## ENTRIES SHOWN
+++++

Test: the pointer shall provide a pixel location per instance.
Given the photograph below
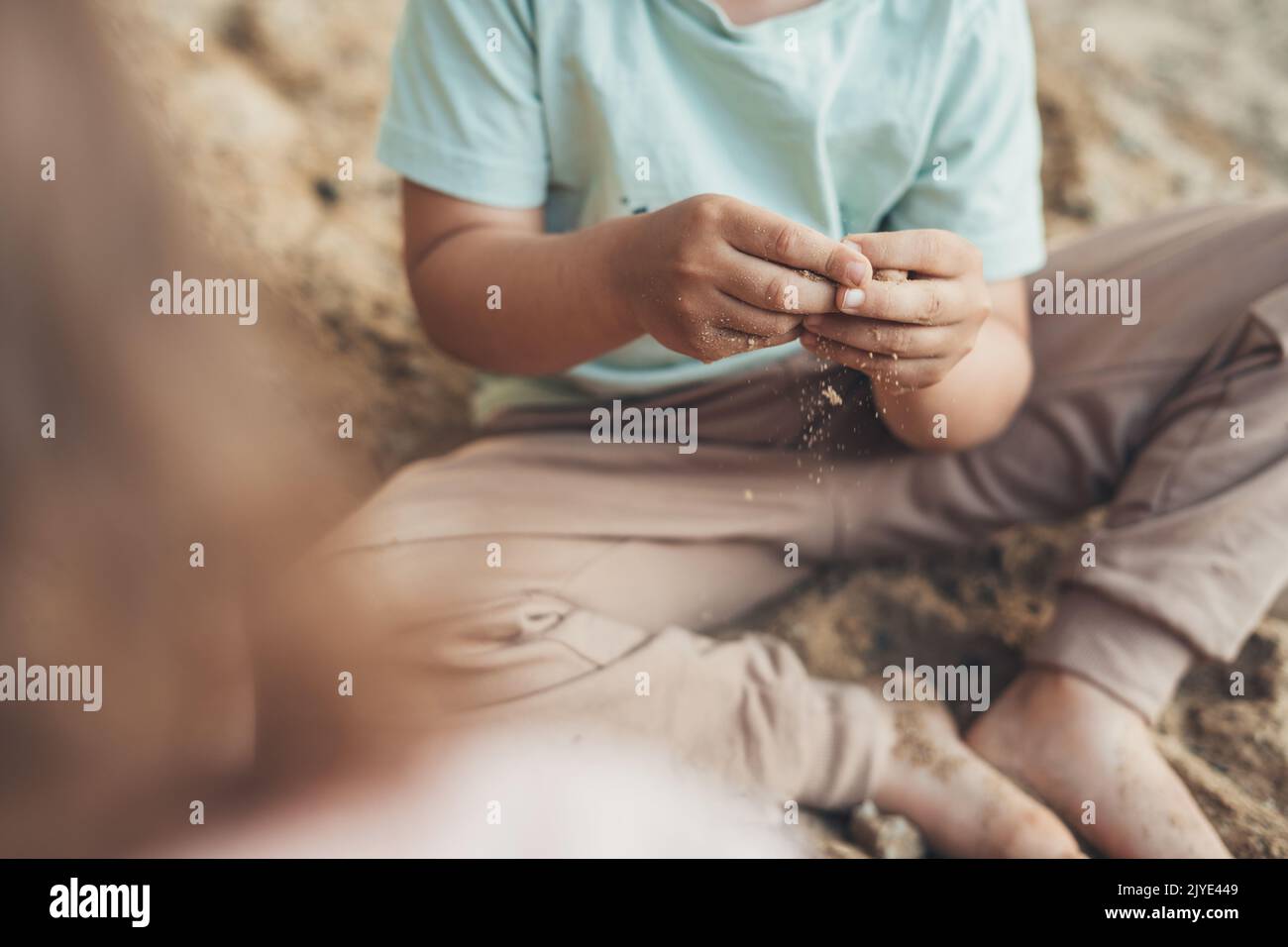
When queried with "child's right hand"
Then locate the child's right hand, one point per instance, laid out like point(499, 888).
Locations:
point(712, 275)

+++++

## GIVEN EXERCISE
Rewrite every line of the listing above without the picture, and shift each coordinate in the located points by -17.

## COMPLETE ANSWER
Test: the pointer shall provide a pixel location per instance.
Given the photograph below
When queried with "child's right hand"
Then locate the child's right hand, one point per instance, laid out like point(499, 888).
Locations:
point(695, 258)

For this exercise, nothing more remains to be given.